What is asked: Write out the material below again, unchanged.

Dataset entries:
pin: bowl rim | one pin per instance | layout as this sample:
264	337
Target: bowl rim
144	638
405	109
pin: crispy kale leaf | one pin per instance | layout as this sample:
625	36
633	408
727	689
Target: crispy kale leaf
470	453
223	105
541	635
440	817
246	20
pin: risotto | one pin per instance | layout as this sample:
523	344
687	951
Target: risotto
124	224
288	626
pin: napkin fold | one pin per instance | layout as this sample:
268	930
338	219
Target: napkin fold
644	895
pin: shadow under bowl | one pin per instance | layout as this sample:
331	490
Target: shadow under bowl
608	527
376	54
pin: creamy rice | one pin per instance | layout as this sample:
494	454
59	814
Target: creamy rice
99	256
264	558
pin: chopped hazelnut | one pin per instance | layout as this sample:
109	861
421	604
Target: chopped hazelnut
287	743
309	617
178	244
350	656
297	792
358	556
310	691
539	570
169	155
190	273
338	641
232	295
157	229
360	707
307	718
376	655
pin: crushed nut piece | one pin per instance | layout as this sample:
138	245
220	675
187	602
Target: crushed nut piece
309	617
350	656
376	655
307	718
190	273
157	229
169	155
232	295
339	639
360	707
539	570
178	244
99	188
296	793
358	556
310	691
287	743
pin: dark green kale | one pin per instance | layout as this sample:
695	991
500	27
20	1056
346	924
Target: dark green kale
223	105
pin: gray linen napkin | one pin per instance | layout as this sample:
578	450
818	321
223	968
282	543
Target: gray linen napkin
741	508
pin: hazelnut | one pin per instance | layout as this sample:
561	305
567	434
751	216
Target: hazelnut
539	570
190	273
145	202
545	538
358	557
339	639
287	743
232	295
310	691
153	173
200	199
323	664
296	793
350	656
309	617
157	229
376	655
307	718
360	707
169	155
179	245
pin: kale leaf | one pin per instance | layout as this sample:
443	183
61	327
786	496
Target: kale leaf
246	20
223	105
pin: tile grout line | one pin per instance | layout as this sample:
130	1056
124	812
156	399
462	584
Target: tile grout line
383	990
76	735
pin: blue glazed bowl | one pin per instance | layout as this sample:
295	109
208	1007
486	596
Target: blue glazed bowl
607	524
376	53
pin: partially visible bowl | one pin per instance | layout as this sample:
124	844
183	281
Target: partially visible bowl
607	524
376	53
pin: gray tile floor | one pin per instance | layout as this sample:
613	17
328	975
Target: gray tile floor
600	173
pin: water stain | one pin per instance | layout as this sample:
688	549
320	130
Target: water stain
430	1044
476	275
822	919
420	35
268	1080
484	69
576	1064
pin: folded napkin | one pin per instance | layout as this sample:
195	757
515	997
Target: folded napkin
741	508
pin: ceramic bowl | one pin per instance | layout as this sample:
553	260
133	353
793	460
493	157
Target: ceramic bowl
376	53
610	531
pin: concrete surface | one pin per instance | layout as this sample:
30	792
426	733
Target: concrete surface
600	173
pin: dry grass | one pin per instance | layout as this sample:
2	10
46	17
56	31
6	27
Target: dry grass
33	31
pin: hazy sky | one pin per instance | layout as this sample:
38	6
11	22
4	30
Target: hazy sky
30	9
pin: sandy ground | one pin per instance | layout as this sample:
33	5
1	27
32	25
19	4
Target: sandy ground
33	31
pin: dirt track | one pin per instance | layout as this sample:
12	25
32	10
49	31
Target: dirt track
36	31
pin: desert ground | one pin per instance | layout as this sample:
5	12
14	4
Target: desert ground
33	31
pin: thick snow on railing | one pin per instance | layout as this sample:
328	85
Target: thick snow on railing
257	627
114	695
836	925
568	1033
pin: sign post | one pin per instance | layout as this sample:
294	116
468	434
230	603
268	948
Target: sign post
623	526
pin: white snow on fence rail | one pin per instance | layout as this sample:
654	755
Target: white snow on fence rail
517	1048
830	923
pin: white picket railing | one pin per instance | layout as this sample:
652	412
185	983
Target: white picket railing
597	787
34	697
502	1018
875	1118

Output below:
pin: bowl rim | one pin per instance | layout as this sample:
264	337
Target: bowl rim
144	638
405	109
pin: crispy kale leaf | one pin per instance | layout as this sample:
625	36
633	408
727	689
Target: crispy kale leaf
470	453
223	105
541	635
440	817
246	20
pin: risotto | one pin per instance | layout as this sample:
523	344
687	951
Target: risotto
124	224
288	626
pin: napkin fold | one pin per instance | layout as this sample:
268	930
338	219
Target: napkin fold
644	895
pin: shadow under bowl | one pin per instance | layout as this sample:
331	490
Target: shadow under bowl
608	527
376	54
pin: creamy rice | one pin per instance | layout as this sample:
494	454
59	814
Target: creamy rice
99	256
264	558
pin: chopped hazelnut | one pin per instance | layout as this sample:
109	861
421	604
Target: chopped hazelnut
287	743
309	617
178	244
350	656
297	792
358	556
310	691
539	570
169	155
190	273
338	641
232	295
157	229
360	707
307	718
376	655
pin: crushed nut piece | one pin per instance | layout as this sample:
138	245
220	675
187	602
Target: crushed nut piece
309	617
350	656
376	655
307	718
190	273
157	229
169	155
232	295
339	639
360	707
539	570
178	244
99	188
296	793
358	556
310	691
287	743
pin: dark green kale | one pin per instance | layout as this sample:
695	991
500	27
20	1056
346	924
Target: dark green kale
223	105
pin: gray linen napkin | one pin per instance | layout as this sample:
578	450
818	321
223	968
282	543
Target: gray linen napkin
741	508
pin: hazelnut | one pin per instance | layout as this sample:
561	305
567	434
751	216
Target: hazelnut
539	570
190	273
145	202
545	538
358	557
339	639
287	743
232	295
310	691
153	173
200	199
323	664
296	793
350	656
309	617
157	229
376	655
307	718
360	707
169	155
179	245
pin: kale leaf | one pin per instance | layout as this sample:
443	183
61	327
786	496
Target: kale leaf
246	20
223	105
pin: tile grout line | one pin per instance | layout as this sample:
130	1056
124	812
156	399
462	584
Target: tile grout line
383	990
76	735
pin: blue glazed bowl | one pin per instance | layout as this sample:
295	109
208	1007
486	596
Target: blue glazed bowl
607	524
376	53
pin: partially visible bowl | one pin per instance | layout as this sample:
124	844
183	281
Target: partially visible bowl
607	524
376	53
pin: gray tile floor | one pin per instance | layout as this sample:
613	17
328	975
Target: gray tile floor
600	173
pin: water stain | one pin per instance | layout as this sample:
688	549
320	130
Target: water stain
430	1044
476	275
822	919
420	35
268	1080
484	69
576	1064
pin: folded napkin | one pin per instance | layout as this sample:
195	757
515	997
Target: folded napkin
741	508
pin: ceramic bowl | one pin per instance | layout as this sample:
553	260
133	353
793	460
493	157
Target: ceramic bowl
376	53
610	531
pin: concrete surface | one pin per instance | layout as this sample:
30	792
426	733
Target: concrete surface
600	173
pin: dry grass | one pin per instance | layout as this sample:
2	10
46	17
56	31
6	27
Target: dry grass
33	31
pin: hazy sky | one pin per instance | layout as this sample:
38	6
11	22
4	30
Target: hazy sky
30	9
pin: sandy ground | one pin per instance | layout as this sample:
33	5
1	27
32	25
19	4
Target: sandy ground
33	31
pin: dirt track | one pin per instance | layout as this sample:
12	25
32	10
49	31
Target: dirt track
36	31
pin: desert ground | one pin per instance | layout as this sample:
5	12
14	4
Target: desert ground
33	31
pin: thick snow on railing | one pin per instance | layout as this sample:
328	85
Target: thick snow on railing
257	627
114	695
836	925
568	1033
pin: sign post | one pin per instance | layout as this sample:
294	116
468	434
230	603
268	948
Target: sign post
623	526
pin: white snow on fence rail | one pin per instance | layout as this sample:
654	755
Target: white snow on fence rail
517	1048
830	923
pin: white picket railing | one pin per instance | layout as this sample:
652	412
185	983
Target: white picket railing
597	787
34	697
502	1018
875	1118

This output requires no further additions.